-- Исходный текст --
________________

ОТ СОСТАВИТЕЛЕЙ:

ЧТО И КАК АМЕРИКАНЦЫ УЗНАЮТ О РОССИИ.

“Что могут они знать об Англии, чего не знает она сама”.

Редьярд Киплинг

“Ни одна европейская страна не была столько и так подробно описана путешественниками, как отдаленная, лесная Московия”.

В.О.Ключевский

Россию ежегодно посещает более 100 000 американцев. У них особый взгляд на нашу страну. Для них она остается, по меткому замечанию Черчилля, энигмой - не иначе, как загадкой. Никогда еще политика чужого государства так не занимала американцев, как нынешняя политика России.

Америка ежегодно публикует 200 книг и 2,5 тыс. статей посвященных российской проблематике. Всего в библиотеках и книжных магазинах США насчитывается около пяти миллионов русскоязычных изданий. Правда, до последнего времени большинство из них было научного или технического содержания. Самое крупное собрание книг о России и СССР - около 900 000 экземпляров - находится в Библиотеке Конгресса США в Вашингтоне. Американская ассоциация по изучению славянских культур насчитывает около трех тысяч человек, в большинстве своем ученых, преподавателей, сотрудников правительственных учреждений и частных исследовательских компаний.

________________

-- Обязательные задания --
**A.** Перепишите дословно фрагмент исходного текста, который начинается со слов, содержащих «ЧТО И КАК АМЕРИКАНЦЫ», и заканчивается словами «нынешняя политика России.».
**B.** Назовите всех людей, упомянутых по имени в исходном тексте.
**C.** Изложите в виде списка абзац исходного текста, начинающийся словами «Америка ежегодно публикует», сохранив основные факты.

________________

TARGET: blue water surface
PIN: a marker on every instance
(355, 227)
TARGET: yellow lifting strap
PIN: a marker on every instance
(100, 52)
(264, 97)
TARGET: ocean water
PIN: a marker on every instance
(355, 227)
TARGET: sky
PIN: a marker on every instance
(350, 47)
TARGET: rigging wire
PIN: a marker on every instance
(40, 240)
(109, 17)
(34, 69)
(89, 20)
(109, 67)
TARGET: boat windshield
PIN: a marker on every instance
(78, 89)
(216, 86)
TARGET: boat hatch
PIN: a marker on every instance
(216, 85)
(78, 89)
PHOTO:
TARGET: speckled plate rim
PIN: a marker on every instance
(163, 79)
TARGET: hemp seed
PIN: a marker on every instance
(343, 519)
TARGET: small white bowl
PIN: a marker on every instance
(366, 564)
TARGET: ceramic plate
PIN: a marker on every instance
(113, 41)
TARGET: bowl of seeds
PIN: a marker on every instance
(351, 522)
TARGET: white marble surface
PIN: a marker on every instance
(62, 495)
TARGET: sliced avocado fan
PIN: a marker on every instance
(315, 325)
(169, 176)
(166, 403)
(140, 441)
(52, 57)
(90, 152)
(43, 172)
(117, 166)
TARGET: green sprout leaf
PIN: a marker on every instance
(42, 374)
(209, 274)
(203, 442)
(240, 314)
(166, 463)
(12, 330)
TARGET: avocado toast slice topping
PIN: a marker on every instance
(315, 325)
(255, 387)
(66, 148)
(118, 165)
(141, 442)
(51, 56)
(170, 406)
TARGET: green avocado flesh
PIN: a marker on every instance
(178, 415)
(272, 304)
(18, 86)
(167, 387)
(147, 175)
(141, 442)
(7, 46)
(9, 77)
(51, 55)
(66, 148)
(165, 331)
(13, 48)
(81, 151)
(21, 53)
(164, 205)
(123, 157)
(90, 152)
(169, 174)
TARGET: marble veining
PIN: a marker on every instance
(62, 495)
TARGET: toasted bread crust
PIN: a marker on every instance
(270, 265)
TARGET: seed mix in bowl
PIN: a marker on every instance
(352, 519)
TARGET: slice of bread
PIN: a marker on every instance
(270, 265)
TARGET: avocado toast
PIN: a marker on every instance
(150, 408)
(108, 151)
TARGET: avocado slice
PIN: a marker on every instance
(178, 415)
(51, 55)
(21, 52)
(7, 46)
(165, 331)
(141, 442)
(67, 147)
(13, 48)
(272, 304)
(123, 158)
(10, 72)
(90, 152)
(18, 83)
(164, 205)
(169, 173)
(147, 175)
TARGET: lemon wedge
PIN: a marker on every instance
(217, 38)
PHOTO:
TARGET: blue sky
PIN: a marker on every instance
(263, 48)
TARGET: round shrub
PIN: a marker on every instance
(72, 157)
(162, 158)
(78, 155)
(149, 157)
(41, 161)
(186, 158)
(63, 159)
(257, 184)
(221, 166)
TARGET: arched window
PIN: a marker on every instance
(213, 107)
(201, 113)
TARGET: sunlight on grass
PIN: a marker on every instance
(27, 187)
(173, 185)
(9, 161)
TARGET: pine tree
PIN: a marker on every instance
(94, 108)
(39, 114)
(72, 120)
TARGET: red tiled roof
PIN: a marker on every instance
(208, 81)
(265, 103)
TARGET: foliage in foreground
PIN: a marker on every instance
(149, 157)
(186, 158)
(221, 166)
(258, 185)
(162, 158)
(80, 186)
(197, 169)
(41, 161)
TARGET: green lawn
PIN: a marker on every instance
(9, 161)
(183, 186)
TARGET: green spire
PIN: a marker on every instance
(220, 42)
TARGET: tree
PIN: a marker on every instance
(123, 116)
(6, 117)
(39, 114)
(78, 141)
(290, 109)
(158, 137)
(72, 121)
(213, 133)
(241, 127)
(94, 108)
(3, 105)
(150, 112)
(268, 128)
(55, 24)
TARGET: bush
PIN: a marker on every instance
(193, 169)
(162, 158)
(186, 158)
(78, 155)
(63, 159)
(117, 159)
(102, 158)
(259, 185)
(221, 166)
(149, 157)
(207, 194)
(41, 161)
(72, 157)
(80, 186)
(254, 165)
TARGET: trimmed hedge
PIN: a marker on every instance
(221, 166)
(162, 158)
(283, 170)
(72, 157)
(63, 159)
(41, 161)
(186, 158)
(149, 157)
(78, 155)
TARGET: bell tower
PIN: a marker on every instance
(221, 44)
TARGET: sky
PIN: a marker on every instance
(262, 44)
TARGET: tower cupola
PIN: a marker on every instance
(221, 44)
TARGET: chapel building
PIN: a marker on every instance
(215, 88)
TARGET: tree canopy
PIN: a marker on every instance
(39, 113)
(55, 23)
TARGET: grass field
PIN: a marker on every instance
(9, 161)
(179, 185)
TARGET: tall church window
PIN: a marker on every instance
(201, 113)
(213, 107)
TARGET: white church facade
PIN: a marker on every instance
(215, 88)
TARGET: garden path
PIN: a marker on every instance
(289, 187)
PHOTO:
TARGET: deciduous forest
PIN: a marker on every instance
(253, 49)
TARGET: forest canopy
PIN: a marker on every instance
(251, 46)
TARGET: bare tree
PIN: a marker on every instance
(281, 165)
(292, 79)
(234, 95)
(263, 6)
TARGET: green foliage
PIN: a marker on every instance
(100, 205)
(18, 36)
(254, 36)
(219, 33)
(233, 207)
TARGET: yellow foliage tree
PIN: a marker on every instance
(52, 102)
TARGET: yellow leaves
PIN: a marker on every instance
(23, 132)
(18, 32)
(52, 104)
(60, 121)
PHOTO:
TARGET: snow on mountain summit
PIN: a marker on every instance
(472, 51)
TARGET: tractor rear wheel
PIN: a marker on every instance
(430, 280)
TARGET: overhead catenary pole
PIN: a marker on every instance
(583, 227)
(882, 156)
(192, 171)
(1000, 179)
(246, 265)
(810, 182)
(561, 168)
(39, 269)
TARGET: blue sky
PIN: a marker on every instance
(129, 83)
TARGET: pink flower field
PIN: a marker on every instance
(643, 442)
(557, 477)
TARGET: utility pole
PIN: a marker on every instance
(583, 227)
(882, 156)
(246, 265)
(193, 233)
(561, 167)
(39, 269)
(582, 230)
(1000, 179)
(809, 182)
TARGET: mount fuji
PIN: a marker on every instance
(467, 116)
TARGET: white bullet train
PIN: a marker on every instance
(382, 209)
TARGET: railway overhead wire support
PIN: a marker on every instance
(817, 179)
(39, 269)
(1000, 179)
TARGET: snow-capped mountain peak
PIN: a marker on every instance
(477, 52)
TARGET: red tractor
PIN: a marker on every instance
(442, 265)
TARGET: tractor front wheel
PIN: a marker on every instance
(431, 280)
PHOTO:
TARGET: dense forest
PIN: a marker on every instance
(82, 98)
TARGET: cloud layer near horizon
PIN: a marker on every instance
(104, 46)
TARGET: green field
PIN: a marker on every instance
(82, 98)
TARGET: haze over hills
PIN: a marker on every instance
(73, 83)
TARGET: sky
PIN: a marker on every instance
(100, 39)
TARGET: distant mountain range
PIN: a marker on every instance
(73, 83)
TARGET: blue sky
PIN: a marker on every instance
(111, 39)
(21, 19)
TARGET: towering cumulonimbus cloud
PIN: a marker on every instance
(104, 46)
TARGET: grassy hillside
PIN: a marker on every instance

________________

-- Ответы по заданиям --
**A.**
ЧТО И КАК АМЕРИКАНЦЫ УЗНАЮТ О РОССИИ.

“Что могут они знать об Англии, чего не знает она сама”.

Редьярд Киплинг

“Ни одна европейская страна не была столько и так подробно описана путешественниками, как отдаленная, лесная Московия”.

В.О.Ключевский

Россию ежегодно посещает более 100 000 американцев. У них особый взгляд на нашу страну. Для них она остается, по меткому замечанию Черчилля, энигмой - не иначе, как загадкой. Никогда еще политика чужого государства так не занимала американцев, как нынешняя политика России.

**B.**
- Редьярд Киплинг
- В.О. Ключевский
- Черчилль

**C.**
- В США ежегодно выходит 200 книг и 2,5 тыс. статей о российской проблематике.
- В библиотеках и книжных магазинах США насчитывается около пяти миллионов русскоязычных изданий. До последнего времени большинство из них было научного или технического содержания.
- Крупнейшее собрание книг о России и СССР (около 900 000 экземпляров) хранится в Библиотеке Конгресса США в Вашингтоне.
- В Американской ассоциации по изучению славянских культур около трёх тысяч человек. В основном это учёные, преподаватели, сотрудники правительственных учреждений и частных исследовательских компаний.